■ **Task**: Output all of the entries below precisely as written.

Dataset entries:

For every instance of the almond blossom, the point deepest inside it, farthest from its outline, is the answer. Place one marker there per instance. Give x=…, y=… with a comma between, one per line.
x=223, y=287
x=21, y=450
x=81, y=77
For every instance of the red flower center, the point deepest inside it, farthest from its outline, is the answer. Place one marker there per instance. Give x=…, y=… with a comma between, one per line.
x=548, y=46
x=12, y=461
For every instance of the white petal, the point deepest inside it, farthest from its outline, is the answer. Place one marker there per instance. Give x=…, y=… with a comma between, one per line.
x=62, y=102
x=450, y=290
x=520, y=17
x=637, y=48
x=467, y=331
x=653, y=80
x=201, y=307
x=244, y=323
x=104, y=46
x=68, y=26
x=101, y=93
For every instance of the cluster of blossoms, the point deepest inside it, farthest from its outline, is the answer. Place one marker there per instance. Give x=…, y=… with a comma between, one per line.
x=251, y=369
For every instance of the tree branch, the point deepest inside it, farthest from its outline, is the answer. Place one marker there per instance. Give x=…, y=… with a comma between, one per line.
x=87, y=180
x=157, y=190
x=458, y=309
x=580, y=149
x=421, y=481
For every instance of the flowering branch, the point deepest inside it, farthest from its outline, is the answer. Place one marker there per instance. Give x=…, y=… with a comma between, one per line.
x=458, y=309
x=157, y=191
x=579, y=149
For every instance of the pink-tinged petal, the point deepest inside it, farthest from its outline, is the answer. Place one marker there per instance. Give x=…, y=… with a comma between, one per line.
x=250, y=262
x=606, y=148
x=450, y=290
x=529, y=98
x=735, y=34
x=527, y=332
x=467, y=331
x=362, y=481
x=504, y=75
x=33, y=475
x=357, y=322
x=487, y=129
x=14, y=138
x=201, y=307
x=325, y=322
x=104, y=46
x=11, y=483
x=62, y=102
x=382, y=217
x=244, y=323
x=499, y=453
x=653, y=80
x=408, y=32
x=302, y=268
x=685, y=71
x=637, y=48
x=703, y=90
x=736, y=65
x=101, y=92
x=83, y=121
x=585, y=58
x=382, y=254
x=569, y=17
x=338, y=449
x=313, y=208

■ **Answer space**:
For every instance of the almond blossom, the point deepest inside it, farthest from its outline, is the answer. Place one marker there per instance. Give x=…, y=… with a comma between, one per line.
x=223, y=287
x=21, y=450
x=81, y=77
For every instance of the red flower center, the point deepest inside it, farthest from its outline, is the answer. Place one marker there per instance. Give x=…, y=… with a comma between, one per line.
x=548, y=46
x=12, y=461
For every instance of the white petal, the point deepest inside it, farthest from its outline, is the answer. Place one marker there per instance. Give x=…, y=… with a comma between, one per line.
x=62, y=102
x=450, y=290
x=520, y=17
x=637, y=48
x=467, y=331
x=653, y=80
x=201, y=307
x=244, y=323
x=104, y=46
x=68, y=26
x=101, y=93
For every instance of the cluster of blossoms, the point deepest inside it, farthest from its outline, is the answer. Place one marker there per instance. Give x=…, y=… with a comma between, one per line.
x=251, y=369
For every instance of the tree branch, the point deepest inside it, farthest from its outline, is the answer. Place one marker there per instance. Give x=…, y=… with a comma between, one per line.
x=87, y=180
x=157, y=190
x=458, y=309
x=580, y=149
x=421, y=481
For every instance of the flowering branch, the point deepest inside it, farthest from its outline, is the answer. Place one marker there per instance. Give x=…, y=… with a comma between, one per line.
x=458, y=309
x=157, y=191
x=579, y=149
For every instance of the pink-tinged petal, the point deepest inside it, farthest from its outline, is the answer. Place one marker there per instance. Give x=…, y=… with a comma between, one per line.
x=250, y=262
x=606, y=148
x=450, y=290
x=529, y=98
x=735, y=34
x=527, y=332
x=467, y=331
x=362, y=481
x=504, y=75
x=33, y=475
x=357, y=322
x=487, y=129
x=14, y=138
x=201, y=307
x=325, y=322
x=104, y=46
x=11, y=483
x=62, y=102
x=382, y=217
x=244, y=323
x=499, y=453
x=653, y=80
x=408, y=32
x=302, y=268
x=685, y=71
x=637, y=48
x=703, y=90
x=736, y=65
x=101, y=92
x=83, y=121
x=585, y=58
x=382, y=254
x=569, y=17
x=338, y=449
x=313, y=208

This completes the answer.